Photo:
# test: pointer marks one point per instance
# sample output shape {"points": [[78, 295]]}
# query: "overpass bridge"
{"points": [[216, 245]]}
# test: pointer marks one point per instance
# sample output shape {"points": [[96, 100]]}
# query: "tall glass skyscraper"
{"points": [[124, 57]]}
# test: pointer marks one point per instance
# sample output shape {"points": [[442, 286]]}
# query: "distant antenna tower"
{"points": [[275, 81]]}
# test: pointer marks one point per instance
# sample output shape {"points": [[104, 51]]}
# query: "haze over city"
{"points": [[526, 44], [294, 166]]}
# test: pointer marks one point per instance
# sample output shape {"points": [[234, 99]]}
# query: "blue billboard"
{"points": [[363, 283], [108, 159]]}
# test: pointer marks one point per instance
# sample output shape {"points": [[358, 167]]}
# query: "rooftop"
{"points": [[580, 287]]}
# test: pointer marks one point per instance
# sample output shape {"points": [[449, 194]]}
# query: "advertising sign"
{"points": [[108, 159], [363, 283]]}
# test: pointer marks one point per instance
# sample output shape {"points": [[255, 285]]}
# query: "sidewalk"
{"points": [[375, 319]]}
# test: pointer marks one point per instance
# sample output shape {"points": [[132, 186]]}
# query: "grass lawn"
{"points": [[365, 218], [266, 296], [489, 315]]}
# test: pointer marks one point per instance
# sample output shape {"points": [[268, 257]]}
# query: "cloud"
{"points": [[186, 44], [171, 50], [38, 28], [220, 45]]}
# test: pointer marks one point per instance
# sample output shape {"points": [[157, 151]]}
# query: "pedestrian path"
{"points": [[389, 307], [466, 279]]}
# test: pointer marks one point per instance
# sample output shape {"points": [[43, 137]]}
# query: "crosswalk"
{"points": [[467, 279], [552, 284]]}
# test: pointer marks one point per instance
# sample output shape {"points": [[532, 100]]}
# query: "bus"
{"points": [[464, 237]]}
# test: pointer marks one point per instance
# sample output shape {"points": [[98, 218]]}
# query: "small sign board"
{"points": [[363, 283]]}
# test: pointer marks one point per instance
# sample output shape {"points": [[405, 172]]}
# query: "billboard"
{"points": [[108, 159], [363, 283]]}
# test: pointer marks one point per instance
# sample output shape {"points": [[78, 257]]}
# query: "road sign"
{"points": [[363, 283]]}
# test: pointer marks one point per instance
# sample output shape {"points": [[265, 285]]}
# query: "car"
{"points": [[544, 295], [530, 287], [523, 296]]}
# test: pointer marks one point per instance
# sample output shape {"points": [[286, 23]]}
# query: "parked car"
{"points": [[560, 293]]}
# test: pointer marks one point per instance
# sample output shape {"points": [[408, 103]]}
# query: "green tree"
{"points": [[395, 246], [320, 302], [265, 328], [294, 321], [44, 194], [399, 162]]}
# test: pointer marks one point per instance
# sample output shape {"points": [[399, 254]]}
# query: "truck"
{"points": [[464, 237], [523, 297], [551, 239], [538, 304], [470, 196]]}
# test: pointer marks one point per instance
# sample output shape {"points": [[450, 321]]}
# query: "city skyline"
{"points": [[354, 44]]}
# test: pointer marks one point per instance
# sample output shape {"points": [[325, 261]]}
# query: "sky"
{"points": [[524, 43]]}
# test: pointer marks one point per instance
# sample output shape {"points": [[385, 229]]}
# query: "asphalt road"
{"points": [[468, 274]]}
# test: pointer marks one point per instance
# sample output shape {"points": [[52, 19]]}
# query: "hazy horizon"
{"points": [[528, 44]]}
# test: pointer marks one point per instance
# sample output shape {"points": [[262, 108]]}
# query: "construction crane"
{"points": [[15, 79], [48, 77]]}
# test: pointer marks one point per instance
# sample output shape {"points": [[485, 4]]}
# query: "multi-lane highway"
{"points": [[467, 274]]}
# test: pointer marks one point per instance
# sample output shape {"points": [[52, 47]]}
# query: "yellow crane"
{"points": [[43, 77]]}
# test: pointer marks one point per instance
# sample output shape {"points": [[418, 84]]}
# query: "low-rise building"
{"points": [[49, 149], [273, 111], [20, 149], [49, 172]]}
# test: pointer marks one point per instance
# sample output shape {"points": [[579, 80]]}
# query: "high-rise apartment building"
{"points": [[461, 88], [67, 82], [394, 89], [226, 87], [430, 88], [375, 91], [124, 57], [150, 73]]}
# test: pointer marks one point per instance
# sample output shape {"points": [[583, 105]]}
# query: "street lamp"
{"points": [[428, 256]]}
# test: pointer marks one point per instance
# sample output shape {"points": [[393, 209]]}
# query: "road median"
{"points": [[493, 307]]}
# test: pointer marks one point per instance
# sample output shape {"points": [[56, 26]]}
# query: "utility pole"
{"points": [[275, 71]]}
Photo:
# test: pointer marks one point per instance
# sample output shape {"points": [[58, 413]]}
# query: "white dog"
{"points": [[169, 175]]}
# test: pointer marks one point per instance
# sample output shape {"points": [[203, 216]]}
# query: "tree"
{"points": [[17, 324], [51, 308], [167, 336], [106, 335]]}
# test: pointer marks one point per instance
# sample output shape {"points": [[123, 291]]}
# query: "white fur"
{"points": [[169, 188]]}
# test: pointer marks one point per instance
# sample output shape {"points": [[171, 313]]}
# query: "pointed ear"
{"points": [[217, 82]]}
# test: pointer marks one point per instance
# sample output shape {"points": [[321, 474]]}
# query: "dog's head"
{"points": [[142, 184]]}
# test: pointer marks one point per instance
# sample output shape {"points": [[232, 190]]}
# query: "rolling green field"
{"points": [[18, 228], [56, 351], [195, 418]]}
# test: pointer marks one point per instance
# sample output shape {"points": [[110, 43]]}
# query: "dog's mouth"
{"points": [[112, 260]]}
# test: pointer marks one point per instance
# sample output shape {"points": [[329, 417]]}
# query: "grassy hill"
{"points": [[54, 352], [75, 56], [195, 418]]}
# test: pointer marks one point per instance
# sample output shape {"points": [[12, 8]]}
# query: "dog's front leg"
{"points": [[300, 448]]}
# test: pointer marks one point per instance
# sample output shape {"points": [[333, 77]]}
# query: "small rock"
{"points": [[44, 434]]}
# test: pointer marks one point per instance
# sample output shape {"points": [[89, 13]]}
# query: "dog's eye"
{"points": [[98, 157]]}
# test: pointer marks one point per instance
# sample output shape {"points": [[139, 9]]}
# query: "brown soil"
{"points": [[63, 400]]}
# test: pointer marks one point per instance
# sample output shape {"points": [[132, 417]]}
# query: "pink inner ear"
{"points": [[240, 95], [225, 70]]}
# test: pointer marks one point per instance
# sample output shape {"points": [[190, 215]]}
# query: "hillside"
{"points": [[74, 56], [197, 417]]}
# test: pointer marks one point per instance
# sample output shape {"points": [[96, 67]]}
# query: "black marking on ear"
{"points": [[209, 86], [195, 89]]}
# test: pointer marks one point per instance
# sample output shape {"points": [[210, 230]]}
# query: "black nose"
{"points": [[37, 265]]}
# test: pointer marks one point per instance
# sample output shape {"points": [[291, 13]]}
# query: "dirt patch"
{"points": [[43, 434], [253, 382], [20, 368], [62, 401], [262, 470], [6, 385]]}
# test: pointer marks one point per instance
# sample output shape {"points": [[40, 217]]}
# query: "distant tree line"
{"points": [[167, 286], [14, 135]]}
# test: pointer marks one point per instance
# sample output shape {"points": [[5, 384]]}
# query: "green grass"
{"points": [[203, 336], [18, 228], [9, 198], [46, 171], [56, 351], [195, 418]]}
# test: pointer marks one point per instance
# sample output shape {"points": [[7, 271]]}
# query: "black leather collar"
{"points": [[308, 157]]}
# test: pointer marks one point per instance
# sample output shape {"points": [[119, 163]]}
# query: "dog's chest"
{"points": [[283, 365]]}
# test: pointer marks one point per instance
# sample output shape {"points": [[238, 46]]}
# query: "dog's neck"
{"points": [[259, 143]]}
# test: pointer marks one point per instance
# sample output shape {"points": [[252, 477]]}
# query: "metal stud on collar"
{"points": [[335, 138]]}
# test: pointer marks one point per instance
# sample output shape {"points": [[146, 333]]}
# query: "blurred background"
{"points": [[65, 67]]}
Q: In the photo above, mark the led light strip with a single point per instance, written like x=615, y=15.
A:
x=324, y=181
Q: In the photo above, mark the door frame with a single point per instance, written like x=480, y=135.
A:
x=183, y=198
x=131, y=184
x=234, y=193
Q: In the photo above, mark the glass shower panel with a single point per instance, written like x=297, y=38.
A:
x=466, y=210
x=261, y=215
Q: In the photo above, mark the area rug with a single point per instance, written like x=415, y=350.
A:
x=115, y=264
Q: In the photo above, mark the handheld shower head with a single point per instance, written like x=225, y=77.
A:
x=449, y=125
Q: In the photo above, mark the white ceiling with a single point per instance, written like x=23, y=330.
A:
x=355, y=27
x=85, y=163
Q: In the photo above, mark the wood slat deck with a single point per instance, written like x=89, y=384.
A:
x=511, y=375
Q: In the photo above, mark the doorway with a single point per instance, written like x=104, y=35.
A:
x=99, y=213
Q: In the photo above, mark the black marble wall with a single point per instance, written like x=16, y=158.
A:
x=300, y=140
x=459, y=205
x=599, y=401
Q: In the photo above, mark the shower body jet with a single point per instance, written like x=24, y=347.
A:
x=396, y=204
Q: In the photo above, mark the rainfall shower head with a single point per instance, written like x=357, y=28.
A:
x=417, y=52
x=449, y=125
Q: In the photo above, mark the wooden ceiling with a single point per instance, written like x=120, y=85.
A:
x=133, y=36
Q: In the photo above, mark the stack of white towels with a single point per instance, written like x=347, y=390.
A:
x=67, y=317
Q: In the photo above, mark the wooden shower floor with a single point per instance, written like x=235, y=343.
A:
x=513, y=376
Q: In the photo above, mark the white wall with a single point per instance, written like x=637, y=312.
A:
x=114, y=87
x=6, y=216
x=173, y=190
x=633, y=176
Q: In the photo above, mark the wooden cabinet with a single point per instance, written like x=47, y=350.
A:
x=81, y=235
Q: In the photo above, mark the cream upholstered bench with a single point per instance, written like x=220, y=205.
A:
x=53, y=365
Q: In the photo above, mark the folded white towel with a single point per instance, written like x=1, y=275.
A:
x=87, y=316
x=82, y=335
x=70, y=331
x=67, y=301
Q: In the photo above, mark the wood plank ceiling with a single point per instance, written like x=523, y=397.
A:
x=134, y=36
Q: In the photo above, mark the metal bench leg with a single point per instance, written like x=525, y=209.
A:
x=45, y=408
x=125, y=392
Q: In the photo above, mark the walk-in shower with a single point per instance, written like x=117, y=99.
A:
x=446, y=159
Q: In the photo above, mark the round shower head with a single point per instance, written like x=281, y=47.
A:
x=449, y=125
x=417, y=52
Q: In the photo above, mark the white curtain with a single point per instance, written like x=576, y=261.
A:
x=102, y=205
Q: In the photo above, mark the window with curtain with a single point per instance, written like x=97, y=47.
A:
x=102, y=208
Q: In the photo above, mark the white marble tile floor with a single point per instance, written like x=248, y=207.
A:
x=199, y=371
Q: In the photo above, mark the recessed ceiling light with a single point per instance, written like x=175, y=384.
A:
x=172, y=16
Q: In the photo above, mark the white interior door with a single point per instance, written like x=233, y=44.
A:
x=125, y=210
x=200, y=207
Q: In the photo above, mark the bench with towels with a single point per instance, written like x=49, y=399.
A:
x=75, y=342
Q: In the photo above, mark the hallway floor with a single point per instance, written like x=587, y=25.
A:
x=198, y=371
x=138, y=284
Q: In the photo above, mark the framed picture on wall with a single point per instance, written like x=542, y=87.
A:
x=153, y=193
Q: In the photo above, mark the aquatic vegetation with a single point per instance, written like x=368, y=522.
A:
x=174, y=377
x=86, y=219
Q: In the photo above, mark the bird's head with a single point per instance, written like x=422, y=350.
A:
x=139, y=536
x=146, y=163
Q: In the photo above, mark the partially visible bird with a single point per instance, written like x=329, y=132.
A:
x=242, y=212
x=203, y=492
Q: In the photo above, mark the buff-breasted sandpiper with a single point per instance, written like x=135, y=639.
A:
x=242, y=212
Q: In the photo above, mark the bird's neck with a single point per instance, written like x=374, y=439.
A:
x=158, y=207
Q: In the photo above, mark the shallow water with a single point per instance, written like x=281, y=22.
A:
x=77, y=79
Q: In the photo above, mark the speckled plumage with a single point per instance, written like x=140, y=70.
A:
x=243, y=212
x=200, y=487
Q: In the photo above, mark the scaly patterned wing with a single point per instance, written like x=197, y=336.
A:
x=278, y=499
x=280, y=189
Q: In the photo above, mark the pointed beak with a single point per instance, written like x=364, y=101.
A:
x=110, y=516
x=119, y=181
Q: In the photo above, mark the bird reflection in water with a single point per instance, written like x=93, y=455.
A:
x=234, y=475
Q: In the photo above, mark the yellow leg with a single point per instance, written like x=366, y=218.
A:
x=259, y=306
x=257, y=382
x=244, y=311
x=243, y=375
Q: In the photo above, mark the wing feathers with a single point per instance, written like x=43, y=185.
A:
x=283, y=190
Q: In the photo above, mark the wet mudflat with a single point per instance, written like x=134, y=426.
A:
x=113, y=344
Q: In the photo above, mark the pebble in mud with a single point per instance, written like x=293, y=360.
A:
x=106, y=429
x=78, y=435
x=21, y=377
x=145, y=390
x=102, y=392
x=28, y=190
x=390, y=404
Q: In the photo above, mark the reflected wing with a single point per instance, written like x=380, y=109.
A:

**WHAT TO WORK ON**
Report only the number of lines in the data above that contain "marble".

**TASK RESPONSE**
2